EXERCISE MATERIAL:
::::::::::

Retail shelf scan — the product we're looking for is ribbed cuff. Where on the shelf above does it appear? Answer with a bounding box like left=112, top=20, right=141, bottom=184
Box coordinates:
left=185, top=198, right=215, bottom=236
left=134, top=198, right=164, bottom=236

::::::::::

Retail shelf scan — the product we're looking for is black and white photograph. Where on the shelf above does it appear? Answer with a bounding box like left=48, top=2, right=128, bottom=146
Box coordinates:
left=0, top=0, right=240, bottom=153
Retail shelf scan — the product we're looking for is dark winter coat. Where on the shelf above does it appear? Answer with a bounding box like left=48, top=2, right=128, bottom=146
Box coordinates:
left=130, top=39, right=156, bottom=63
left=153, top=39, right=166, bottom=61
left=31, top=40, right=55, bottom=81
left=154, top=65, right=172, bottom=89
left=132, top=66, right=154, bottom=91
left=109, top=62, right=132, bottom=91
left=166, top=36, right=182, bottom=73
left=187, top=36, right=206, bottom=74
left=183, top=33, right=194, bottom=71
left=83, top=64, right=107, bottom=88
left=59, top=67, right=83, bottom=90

::::::::::

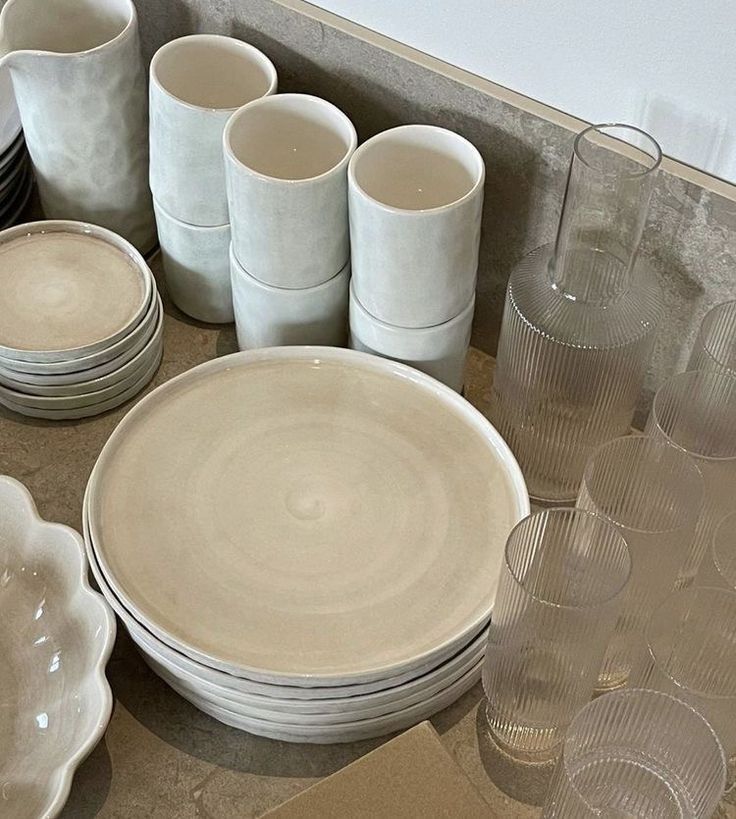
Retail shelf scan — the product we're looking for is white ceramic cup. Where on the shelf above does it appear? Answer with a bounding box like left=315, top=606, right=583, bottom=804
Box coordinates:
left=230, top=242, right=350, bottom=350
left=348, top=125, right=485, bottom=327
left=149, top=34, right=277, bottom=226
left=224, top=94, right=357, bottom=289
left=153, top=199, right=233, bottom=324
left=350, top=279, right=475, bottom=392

::::::::::

WHAT TO WORK ON:
Rename "ceramic cup" to "porcelain mug" in the listing, starting at the line that contains "Retail shelf scan — the product we're looking for is white" and stopping after the line that contains "left=350, top=279, right=475, bottom=392". Return only those lines, with nothing else changed.

WORKED SOLUTION:
Retail shelf scan — the product we're looking for is white porcelain mug. Where on the shelf above does it appear? Answer with a bounding box like left=315, top=606, right=583, bottom=804
Box coordinates:
left=230, top=242, right=350, bottom=350
left=348, top=125, right=485, bottom=327
left=149, top=34, right=277, bottom=226
left=224, top=94, right=357, bottom=289
left=153, top=199, right=233, bottom=324
left=350, top=279, right=475, bottom=392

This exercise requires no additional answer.